▸ WHAT IS REQUIRED:
Below are records; quote them exactly from the first line through the line that contains "Test: the pointer marks one pixel per instance of the lamp".
▬▬▬▬▬▬▬▬▬▬
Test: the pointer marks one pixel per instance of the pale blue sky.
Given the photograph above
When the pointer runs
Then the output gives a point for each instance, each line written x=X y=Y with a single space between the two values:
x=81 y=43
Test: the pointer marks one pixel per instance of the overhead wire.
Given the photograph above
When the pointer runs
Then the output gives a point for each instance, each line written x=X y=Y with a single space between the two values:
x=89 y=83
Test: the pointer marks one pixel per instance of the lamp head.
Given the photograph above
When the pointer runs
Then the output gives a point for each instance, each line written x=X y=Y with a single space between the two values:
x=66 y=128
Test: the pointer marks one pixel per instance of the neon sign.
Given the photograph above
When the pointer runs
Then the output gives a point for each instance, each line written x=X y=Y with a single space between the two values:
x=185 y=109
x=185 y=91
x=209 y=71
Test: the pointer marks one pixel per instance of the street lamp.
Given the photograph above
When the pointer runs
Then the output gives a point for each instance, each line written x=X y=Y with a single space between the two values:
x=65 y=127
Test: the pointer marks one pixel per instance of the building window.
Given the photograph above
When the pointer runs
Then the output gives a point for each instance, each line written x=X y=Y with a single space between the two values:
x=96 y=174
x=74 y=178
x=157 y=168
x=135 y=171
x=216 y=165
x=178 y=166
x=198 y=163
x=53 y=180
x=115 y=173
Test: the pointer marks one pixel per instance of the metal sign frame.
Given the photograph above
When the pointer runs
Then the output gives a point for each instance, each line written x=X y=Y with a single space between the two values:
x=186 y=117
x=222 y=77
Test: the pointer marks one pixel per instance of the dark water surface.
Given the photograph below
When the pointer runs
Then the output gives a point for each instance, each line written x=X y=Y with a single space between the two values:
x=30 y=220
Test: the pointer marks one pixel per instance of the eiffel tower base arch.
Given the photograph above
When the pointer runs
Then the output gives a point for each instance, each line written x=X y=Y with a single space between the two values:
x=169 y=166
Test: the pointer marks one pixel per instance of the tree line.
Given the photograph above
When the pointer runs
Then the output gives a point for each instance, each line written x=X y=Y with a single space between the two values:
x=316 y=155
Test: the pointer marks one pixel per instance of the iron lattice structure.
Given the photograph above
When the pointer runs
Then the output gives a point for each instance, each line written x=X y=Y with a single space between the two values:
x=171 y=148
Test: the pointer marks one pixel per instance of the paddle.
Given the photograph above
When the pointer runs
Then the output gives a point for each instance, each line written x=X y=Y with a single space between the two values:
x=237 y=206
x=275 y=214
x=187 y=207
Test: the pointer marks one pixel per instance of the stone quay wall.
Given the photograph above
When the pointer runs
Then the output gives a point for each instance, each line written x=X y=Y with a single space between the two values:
▬▬▬▬▬▬▬▬▬▬
▸ COMPLETED TASK:
Test: the pointer marks one pixel per instance of the pale blue sky.
Given the photograph above
When the pointer runs
Then the output gives a point for each instance, each line written x=X y=Y with a single space between the two values:
x=81 y=43
Test: the pointer marks one pixel per instance of the overhead wire.
Given the photograph above
When the pointer runs
Then the output gives a point for each instance, each line written x=X y=Y with a single space between the two values:
x=89 y=83
Test: the pointer marks one pixel per instance of the lamp head.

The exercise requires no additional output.